## Given exercise A
Name every room of the store that the playthrough excerpt below mentions.

───── Excerpt

I find the clerk hiding in a back room, too scared to face the specter of an organized line. He begs me to handle it, giving me an extra uniform.

Eh, my horoscope did say to go with the flow.

Don’t yell at me, it’s just surge pricing.

I deserve to be paid for my work.

I pocketed all the money everyone in line gave me, and got a total of 5 Immoral points for it. More importantly I’m even richer!

Let’s see what else is going on in this store.

Someone is struggling in the bathroom so I do my best to cheer them on. Turns out they are out of toilet paper, and the coward who wouldn’t face the line tells me there is some in the storage room.

It’s right next to this injured guy barely moving back there. I quietly grab it and and leave without disturbing the poor fellow.

I explain the concept of supply and demand to this gentleman and let the market decide a fair price.

I deeply regret helping this man/not charging him more.

The hurt guy desperately needs water (I’d have assume first aid, but I’m not currently injured so what do I know) and I sense an opportunity for profit, so time to check the shelves for any water.

Who the hell set the price of a bottle of water at 3000?!?

…wait. Shoot. Fine, I’ll just charge the injured guy more.

Dang nabbit.

This is me going to the inventory screen to see if I could just drink it in front of him, sadly it was not an option. Rather than lug it around for the rest of the game I let him have it.

According to the game I’m now much more moral than immoral. Sucker.

Turns out this was the guy that suspicious looking fellow was looking for earlier, so I lie and say I was protecting him and sent that guy in the wrong direction to see if this can be in any way salvaged.

Cha-ching!

You will never see me again.

Back up front this lady with a baby wants to know if there is any water left for sale. I hope she’s got 3k handy…

…or I guess 20k now. I choose this option as it seems the one more likely to let me punch this guy who touched me with his unwashed hand.

…Then I continue to see how far I can make him raise the price, want to see how much this lady is carrying on her.

Anyways it turns out he doesn’t even work here and was just running a scam, the bastard. Who would do such a heartless thing… in such a sloppy fashion.

…Let’s not tell him about every other customer. Anyways got a free first aid kit out of this, and I totally got more moral than immoral points in here (I just got 10 more moral points for this!) so I must be drowning in good karma as I walk out the door.

…and a giant highway sign immediately falls on my head and gives me another concussion. I think getting back to back ones is very not good for you.

Sadly I cannot reach the fire and heal myself.

If at some point I have to let one of you die I have already made my choice.

Lady there are collapsed building across every road, I am angry this is the meanest response I can give.

──────────

## Given exercise B
Write out the lines of the dataset entries starting at the line that contains "Mark the church building, one" and ending at the line that contains "x=241 y=423".

───── Given records

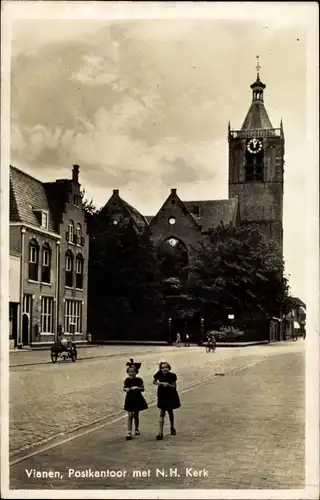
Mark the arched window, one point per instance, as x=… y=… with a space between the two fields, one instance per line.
x=71 y=232
x=46 y=264
x=79 y=233
x=69 y=269
x=79 y=271
x=33 y=260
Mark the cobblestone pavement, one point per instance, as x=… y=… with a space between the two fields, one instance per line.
x=245 y=428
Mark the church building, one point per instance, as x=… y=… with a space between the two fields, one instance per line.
x=256 y=171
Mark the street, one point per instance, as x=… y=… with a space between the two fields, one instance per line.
x=241 y=423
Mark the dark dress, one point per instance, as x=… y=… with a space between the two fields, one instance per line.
x=134 y=400
x=168 y=397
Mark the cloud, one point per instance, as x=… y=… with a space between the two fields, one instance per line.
x=143 y=106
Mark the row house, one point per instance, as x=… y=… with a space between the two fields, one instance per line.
x=49 y=249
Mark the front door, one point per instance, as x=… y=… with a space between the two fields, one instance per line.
x=25 y=329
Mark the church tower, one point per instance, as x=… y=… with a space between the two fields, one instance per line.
x=256 y=167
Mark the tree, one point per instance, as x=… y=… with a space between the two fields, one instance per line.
x=90 y=210
x=124 y=293
x=236 y=270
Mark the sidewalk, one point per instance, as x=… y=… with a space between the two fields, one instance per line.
x=246 y=430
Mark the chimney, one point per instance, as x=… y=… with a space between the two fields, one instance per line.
x=75 y=173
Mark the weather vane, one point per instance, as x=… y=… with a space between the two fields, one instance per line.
x=258 y=67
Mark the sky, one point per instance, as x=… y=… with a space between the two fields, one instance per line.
x=142 y=105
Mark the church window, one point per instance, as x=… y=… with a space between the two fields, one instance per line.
x=249 y=173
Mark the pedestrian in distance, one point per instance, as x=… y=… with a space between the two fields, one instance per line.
x=178 y=340
x=168 y=397
x=134 y=400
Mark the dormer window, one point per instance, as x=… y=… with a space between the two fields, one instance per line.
x=42 y=217
x=44 y=220
x=71 y=232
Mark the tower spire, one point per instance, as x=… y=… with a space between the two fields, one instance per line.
x=258 y=67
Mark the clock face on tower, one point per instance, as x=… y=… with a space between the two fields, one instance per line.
x=254 y=146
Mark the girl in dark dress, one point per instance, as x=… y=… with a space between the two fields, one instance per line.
x=134 y=401
x=168 y=397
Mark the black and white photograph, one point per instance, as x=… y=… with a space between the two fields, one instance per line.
x=159 y=250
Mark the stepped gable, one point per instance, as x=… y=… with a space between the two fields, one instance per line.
x=211 y=213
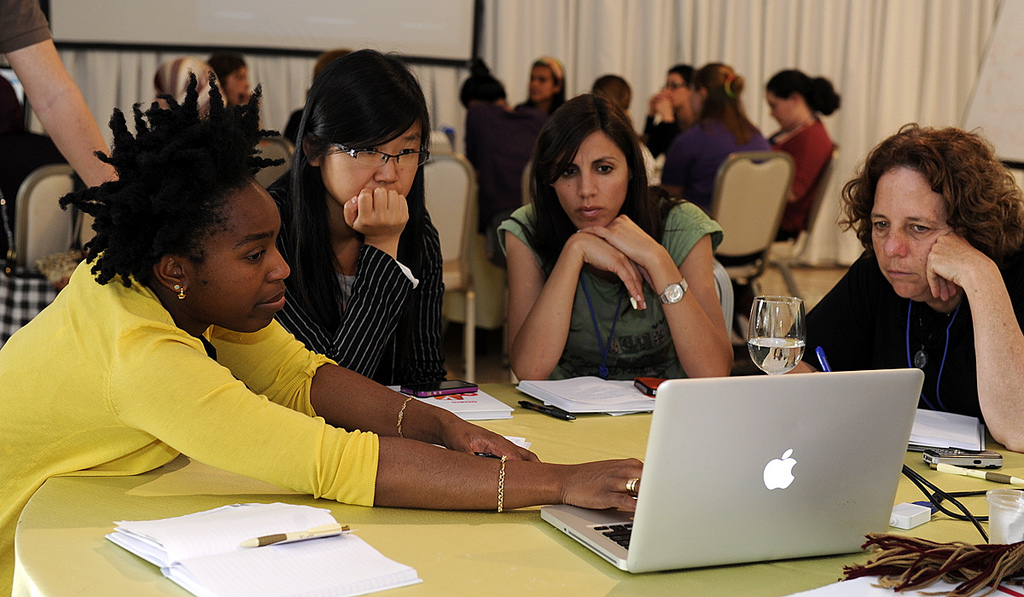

──────────

## Final result A
back room
bathroom
storage room

## Final result B
Mark the church building, one point per instance, as x=… y=… with a space between the two fields, one instance per line.
x=256 y=171
Mark the street, one point per instance, as x=… y=… with a space between the two fields, one instance per line.
x=241 y=423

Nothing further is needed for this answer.